— Work instruction —
Once you reach the line containing "As a warehouse robot's perception module, locate wooden" in the data below, restate each line word for word up to and including the one containing "As a warehouse robot's perception module, locate fallen".

— Data supplied —
+--

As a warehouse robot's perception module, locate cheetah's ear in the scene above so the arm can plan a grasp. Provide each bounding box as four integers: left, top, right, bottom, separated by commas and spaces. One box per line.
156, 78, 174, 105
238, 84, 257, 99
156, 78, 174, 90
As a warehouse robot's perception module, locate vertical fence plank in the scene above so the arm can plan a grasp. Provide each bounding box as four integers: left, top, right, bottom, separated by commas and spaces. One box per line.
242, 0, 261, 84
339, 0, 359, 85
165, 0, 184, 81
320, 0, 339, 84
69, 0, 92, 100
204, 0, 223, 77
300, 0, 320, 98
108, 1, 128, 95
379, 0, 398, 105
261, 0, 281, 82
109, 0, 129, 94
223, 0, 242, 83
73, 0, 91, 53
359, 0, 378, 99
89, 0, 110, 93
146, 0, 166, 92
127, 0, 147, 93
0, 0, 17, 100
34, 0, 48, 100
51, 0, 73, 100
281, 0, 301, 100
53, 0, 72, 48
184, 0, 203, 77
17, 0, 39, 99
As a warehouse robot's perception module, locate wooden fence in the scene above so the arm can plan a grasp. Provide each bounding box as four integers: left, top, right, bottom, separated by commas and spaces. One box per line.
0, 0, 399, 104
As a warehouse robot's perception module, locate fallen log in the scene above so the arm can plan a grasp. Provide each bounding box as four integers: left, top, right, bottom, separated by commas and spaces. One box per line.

+--

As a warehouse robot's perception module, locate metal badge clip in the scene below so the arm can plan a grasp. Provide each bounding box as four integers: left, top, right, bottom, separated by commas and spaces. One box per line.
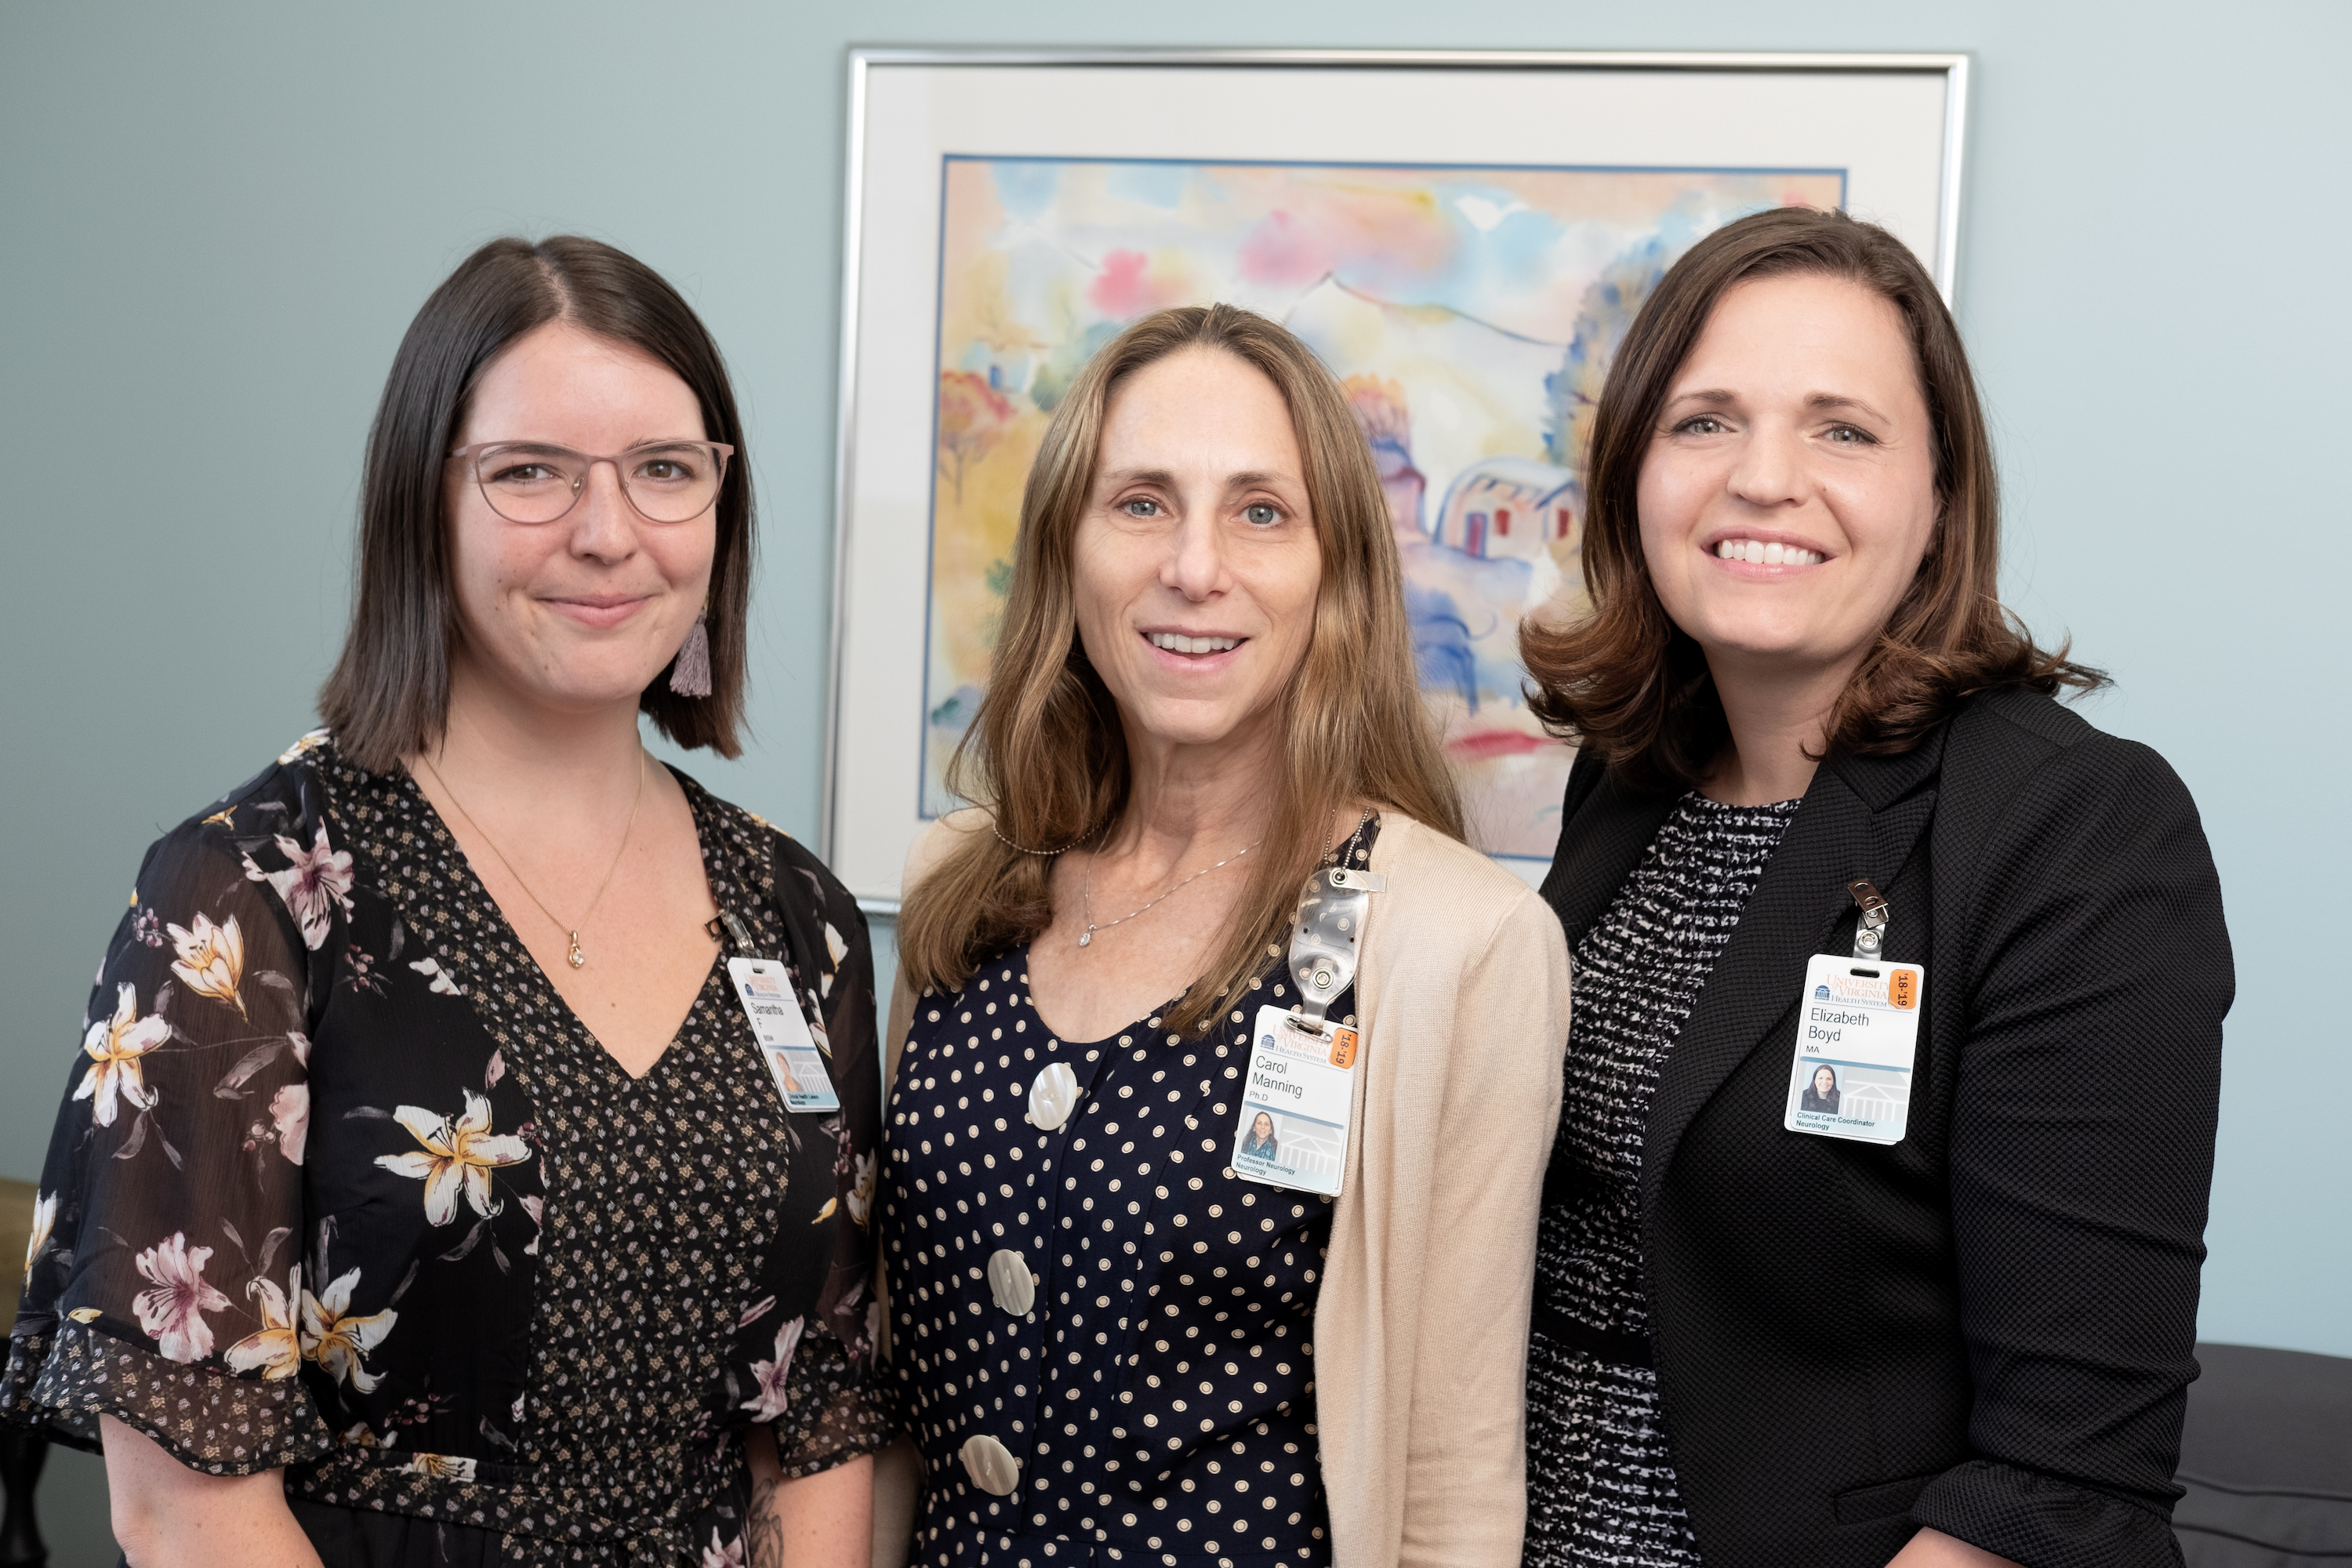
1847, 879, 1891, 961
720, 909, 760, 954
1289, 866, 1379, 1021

+--

— Output below —
As a warehouse robot's perception module, locate wooden fence in the scene above so the arm can plan a grasp. Provide each bounding box as four integers: left, top, right, bottom, separated by commas and spaces. One box per line.
0, 0, 399, 104
As a warehouse robot's perception module, locate fallen log in the scene above so the arm can plan a grasp. Provide each bounding box as four integers: left, top, right, bottom, separated by commas and spaces. One box per line.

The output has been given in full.